Can you return every one of the rows below verbatim, character for character?

* * * * *

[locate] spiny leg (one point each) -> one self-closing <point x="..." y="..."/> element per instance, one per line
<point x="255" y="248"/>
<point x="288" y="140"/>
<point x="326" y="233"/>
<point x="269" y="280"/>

* * * * *

- Solved exercise
[locate] spiny leg (one point each) -> one self-closing <point x="..." y="..."/> element per instance, one per line
<point x="255" y="248"/>
<point x="288" y="140"/>
<point x="326" y="233"/>
<point x="269" y="280"/>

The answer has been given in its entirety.